§ **PROMPT**
The entries that follow should be written out exactly.

[Point localization data]
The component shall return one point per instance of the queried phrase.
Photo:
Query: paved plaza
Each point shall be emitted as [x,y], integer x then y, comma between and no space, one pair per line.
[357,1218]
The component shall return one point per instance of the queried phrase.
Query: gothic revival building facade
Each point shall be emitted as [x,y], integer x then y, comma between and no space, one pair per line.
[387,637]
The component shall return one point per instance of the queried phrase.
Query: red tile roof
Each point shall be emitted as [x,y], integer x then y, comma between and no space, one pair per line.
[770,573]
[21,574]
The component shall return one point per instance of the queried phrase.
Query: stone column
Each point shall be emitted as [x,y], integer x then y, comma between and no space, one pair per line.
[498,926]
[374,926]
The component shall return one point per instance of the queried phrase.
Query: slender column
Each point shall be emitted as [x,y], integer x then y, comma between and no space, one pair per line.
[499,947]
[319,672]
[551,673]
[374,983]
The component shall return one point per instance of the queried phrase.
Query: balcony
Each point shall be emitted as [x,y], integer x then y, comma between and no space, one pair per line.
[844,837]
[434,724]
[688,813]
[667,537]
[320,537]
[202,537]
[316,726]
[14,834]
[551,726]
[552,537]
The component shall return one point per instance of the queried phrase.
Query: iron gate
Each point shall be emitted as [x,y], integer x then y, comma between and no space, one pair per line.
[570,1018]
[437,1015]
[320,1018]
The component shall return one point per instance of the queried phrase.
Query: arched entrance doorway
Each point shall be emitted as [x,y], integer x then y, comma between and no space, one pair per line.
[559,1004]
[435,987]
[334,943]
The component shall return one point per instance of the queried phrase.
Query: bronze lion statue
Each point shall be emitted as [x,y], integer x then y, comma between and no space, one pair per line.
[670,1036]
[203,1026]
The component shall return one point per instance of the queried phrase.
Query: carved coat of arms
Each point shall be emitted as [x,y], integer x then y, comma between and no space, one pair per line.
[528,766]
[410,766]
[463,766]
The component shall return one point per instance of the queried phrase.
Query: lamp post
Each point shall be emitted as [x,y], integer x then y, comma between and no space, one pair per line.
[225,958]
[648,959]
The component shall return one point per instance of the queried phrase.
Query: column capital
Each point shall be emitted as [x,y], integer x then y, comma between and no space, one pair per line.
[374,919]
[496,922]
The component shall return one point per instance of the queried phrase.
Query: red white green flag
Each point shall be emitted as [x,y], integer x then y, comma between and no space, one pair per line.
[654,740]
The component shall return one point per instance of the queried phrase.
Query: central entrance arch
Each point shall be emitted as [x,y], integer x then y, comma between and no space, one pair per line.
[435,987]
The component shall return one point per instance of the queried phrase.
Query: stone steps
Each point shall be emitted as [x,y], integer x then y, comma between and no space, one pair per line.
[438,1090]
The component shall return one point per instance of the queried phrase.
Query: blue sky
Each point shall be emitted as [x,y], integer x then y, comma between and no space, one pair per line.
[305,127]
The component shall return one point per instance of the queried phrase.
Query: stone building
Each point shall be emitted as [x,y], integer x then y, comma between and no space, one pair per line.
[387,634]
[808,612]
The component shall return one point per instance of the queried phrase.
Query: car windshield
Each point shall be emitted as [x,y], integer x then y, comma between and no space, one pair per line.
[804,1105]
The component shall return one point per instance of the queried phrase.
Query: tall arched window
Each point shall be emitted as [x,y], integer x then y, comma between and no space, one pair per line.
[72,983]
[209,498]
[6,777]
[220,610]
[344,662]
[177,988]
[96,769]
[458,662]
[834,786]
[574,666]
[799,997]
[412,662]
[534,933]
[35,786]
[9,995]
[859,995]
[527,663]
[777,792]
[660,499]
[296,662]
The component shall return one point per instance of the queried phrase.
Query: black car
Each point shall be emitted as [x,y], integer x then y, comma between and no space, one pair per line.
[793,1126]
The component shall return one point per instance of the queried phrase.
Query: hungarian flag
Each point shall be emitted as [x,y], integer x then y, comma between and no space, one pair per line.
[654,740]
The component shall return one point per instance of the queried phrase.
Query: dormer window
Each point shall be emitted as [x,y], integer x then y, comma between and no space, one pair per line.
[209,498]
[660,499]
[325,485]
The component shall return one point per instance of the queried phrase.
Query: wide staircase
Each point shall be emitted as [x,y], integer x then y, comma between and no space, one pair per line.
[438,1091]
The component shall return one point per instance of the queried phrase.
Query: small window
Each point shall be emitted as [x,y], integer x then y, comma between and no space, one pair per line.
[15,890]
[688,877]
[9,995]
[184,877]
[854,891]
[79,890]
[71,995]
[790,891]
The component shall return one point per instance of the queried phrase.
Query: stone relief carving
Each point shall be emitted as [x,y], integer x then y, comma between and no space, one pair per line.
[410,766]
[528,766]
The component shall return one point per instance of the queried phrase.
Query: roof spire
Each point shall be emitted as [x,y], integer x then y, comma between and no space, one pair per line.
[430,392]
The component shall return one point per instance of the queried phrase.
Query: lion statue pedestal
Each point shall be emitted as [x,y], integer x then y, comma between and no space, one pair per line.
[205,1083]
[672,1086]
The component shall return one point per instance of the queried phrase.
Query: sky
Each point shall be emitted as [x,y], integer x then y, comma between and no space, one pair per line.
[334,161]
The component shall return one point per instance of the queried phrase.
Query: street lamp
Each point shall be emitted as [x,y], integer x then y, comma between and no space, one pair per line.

§ **WRITTEN RESPONSE**
The component shall return one point per instance of the queried phrase.
Photo:
Query: paved plaza
Each point shall be emitted as [x,y], integer x then y, comma between and no space, one pair per line.
[357,1218]
The component shall return one point per instance of the queried phrase.
Query: gothic revival building facade
Each point shall be emitted as [x,y], integer x then y, comma between and no space, one pair per line.
[387,637]
The component shall return one point per instance of the queried phrase.
Query: red tile roof
Each point shall be emitted as [x,y], integer x then y, comma between and no space, one pair per line.
[770,573]
[21,574]
The component shall return one point per instance of the queried phrase.
Query: stone column
Each point shall be emitted as [x,y], integer x then y, comma between and no space, one pair per line.
[498,926]
[374,926]
The component shall return one point per instance of the queried phrase.
Query: slender column
Each point shall be emitted as [x,y], integer x then y, comma between and no space, one pair per line.
[499,947]
[319,672]
[551,673]
[374,983]
The component shall return one point per instance of the queried phrase.
Query: balcony
Each point shall be emitted as [x,y], integer x then y, comma between and no space, one pair per line.
[844,837]
[434,724]
[688,813]
[667,537]
[320,537]
[202,537]
[316,726]
[14,834]
[551,726]
[552,537]
The component shall return one point per instance of the queried phrase.
Query: iron gate
Each point shall be emitted as [x,y], integer x then y, comma between and no space, one pair per line.
[570,1018]
[437,1015]
[320,1018]
The component shall return one point per instance of the queried phrase.
Query: arched entrance doorway
Each point shall be emitted as [x,y], integer x then y, comma between and no space, one pair per line.
[559,1004]
[435,987]
[334,943]
The component shall return one point per instance of the queried phrase.
Query: bronze lion statue
Each point shall be emitted as [x,y], integer x then y, comma between and no space, one pair per line.
[670,1036]
[203,1026]
The component shall return one point per instance of the queried phrase.
Query: carved coat of arms
Each point shall be emitted as [x,y], integer x then y, comma between and no space, one pair per line.
[528,766]
[410,766]
[463,766]
The component shall return one point per instance of the queried phrase.
Query: lamp post
Each point shall be emitted as [x,y], integer x then y, comma between and no space, one pair per line.
[225,958]
[648,959]
The component shall return one point per instance of the queried phrase.
Query: column capital
Each point shall be emitted as [x,y], integer x then y, comma between and no space, one pair per line.
[374,919]
[496,922]
The component shall return one point per instance of the queried phrase.
Query: red white green flag
Each point shall be emitted as [x,y], integer x then y, comma between and no space, one pair per line.
[654,740]
The component shall return one point per instance of the queried phrase.
Query: central entrance arch
Each point shall be emitted as [x,y], integer x then y, comma between and no space, one pair per line.
[435,987]
The component shall return one point per instance of the queried phrase.
Query: stone steps
Each point shall be emitted as [x,y], integer x then y, comma between and no space, one pair per line.
[438,1090]
The component shall return one point per instance of the queried phrase.
Query: blue sky
Each point shall be emitted as [x,y], integer x then y, comma between and no space, one pair per line.
[305,127]
The component shall return one point per instance of the queried phrase.
Query: stone building
Each point shall be emitted as [x,y], integer x then y, comma between and no space, one pair per line.
[387,634]
[808,612]
The component shall return one point per instance of the queried phrase.
Query: car windshield
Each point shall be emitted as [x,y], integer x then y, comma between and no space, one pair per line.
[804,1105]
The component shall return one point per instance of the queried phrase.
Query: tall arched window
Each point shall be emitted as [x,y], integer x then y, comma between and no space, one pair per line.
[72,983]
[209,498]
[6,777]
[220,610]
[344,662]
[177,988]
[96,769]
[458,662]
[834,786]
[574,666]
[799,997]
[412,662]
[534,933]
[35,786]
[9,995]
[859,995]
[527,663]
[777,792]
[660,499]
[296,662]
The component shall return one point per instance of the queried phrase.
Query: black car
Each point shall be emitted as [x,y], integer x then y, comma between and no space, one pair per line.
[793,1126]
The component shall return one point per instance of the queried phrase.
Query: hungarian flag
Each point shall be emitted as [x,y], integer x then y, comma between and no space, one pair per line.
[654,740]
The component shall return one point per instance of the queried phrase.
Query: dormer window
Each point shall be emitted as [x,y], integer x then y, comma between and no space, one pair per line.
[209,498]
[660,499]
[325,485]
The component shall return one point per instance of the queried phrase.
Query: wide staircase
Each point shall be emitted as [x,y], integer x then y, comma between and no space, one pair per line.
[438,1091]
The component shall return one point per instance of the queried phrase.
Query: small window
Each point shall be emitted as [x,y], integer x then y, comma between and no space, one pair per line.
[15,890]
[688,877]
[9,995]
[184,877]
[854,891]
[79,890]
[71,995]
[790,891]
The component shall return one point per instance of the queried phrase.
Query: stone relief carving
Each point shall be emitted as [x,y], integer x then y, comma between and no space, one pair per line.
[410,766]
[528,766]
The component shall return one point per instance of the queried phrase.
Query: roof spire
Each point shall be emitted as [x,y], integer x then y, comma between and no space, one pair per line.
[430,392]
The component shall return one point per instance of the queried phrase.
Query: lion statue pedestal
Each point shall be emitted as [x,y], integer x then y, comma between and no space, one pair per line.
[205,1083]
[672,1086]
The component shall return one point per instance of the queried phrase.
Query: sky
Each point shall be emitted as [x,y], integer x then y, comma between and no space, one pair per line.
[334,161]
The component shall return one point per instance of the queried phrase.
Query: street lamp
Each point shall be emitted as [x,y], integer x then y, comma between and no space, one pair per line.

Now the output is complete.